▸ **YOUR GOAL**
Reproduce without changes the records from the line with "dealer license plate | bbox" to the line with "top-left (167, 124), bottom-right (477, 384)", both of those lines included.

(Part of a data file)
────────────────────────────────────────

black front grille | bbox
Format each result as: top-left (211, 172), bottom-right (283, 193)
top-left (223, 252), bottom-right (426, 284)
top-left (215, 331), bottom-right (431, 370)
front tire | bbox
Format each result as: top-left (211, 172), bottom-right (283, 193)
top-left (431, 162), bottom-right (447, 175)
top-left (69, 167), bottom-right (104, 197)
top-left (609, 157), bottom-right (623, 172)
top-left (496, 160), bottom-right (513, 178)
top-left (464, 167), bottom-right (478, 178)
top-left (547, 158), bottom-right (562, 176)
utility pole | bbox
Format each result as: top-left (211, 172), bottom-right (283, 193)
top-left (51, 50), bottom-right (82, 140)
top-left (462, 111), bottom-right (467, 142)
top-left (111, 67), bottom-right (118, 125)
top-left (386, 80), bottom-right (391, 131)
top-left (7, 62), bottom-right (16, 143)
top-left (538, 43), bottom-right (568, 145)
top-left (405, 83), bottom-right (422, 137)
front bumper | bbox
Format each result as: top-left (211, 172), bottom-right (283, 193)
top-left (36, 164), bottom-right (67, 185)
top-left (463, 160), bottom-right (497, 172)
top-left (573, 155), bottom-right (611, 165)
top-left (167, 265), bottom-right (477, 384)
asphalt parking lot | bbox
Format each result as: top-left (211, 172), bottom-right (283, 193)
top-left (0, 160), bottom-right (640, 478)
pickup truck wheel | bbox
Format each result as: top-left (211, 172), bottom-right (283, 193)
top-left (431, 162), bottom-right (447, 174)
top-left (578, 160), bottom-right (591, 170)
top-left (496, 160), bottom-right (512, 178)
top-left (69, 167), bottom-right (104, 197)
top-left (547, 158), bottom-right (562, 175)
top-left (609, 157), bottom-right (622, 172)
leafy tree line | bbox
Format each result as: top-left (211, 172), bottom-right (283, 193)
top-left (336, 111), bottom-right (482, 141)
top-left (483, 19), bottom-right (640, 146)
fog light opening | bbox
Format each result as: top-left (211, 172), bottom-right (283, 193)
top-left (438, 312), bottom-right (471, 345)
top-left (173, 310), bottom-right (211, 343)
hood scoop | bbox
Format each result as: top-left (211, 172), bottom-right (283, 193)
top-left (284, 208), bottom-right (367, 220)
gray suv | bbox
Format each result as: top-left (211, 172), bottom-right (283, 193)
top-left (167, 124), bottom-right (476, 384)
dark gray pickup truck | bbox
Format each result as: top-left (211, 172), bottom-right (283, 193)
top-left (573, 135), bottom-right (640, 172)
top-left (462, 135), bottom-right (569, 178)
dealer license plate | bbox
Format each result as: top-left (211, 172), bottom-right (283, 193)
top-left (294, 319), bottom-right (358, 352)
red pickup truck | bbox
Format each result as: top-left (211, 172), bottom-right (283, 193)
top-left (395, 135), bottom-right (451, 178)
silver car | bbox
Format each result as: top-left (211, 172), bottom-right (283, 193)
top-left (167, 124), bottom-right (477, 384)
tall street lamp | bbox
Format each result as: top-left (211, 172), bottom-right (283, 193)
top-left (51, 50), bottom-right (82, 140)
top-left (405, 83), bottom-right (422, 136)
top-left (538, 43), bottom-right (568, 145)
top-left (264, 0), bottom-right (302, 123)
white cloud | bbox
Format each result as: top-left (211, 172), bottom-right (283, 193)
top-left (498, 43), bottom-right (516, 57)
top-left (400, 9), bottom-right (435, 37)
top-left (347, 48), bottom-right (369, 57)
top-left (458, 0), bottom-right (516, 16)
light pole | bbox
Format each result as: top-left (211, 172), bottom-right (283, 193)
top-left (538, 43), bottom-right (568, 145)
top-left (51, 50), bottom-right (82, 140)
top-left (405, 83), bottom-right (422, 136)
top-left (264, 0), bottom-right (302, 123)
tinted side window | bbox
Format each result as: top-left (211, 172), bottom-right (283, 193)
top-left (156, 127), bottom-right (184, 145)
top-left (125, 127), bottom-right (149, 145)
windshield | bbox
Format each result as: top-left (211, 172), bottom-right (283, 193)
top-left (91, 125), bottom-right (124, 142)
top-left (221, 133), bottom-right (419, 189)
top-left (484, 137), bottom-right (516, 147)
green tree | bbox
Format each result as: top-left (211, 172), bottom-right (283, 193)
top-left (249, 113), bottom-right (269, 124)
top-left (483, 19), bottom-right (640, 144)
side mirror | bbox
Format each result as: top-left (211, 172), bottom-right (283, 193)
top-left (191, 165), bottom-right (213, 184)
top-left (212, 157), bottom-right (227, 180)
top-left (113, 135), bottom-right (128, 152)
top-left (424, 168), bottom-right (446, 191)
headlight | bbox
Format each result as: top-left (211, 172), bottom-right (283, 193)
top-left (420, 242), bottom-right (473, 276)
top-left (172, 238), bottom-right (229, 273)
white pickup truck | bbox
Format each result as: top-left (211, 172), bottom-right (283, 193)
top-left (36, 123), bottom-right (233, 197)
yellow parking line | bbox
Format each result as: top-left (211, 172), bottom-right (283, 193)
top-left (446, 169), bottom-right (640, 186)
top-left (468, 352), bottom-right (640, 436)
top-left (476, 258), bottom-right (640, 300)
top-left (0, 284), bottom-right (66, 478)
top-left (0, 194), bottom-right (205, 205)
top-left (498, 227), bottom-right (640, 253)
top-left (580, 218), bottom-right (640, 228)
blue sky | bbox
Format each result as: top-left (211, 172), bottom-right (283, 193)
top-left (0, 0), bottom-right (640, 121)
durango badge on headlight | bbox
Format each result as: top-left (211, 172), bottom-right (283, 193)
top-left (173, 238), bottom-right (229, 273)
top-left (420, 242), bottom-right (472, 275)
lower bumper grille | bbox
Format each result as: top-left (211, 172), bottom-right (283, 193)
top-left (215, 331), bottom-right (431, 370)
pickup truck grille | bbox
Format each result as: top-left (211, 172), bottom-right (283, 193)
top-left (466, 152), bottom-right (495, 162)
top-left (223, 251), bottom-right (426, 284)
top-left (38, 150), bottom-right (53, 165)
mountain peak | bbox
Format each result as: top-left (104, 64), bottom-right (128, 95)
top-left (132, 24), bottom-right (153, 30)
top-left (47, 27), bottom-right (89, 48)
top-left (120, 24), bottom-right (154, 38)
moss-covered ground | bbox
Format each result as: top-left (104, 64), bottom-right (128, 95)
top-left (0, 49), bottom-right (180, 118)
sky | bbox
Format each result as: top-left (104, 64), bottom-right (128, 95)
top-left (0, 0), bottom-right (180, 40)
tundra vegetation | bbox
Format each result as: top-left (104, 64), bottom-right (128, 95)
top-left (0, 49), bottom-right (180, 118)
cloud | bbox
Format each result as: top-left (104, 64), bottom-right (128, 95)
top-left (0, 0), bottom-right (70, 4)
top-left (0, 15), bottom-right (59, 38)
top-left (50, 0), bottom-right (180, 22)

────────────────────────────────────────

▸ **OUTPUT FOR THIS TASK**
dealer license plate | bbox
Format each result as: top-left (211, 172), bottom-right (283, 193)
top-left (294, 319), bottom-right (358, 352)
red pickup truck | bbox
Format each result as: top-left (211, 172), bottom-right (283, 193)
top-left (395, 135), bottom-right (451, 178)
silver car | bbox
Format each result as: top-left (211, 172), bottom-right (283, 193)
top-left (167, 124), bottom-right (477, 384)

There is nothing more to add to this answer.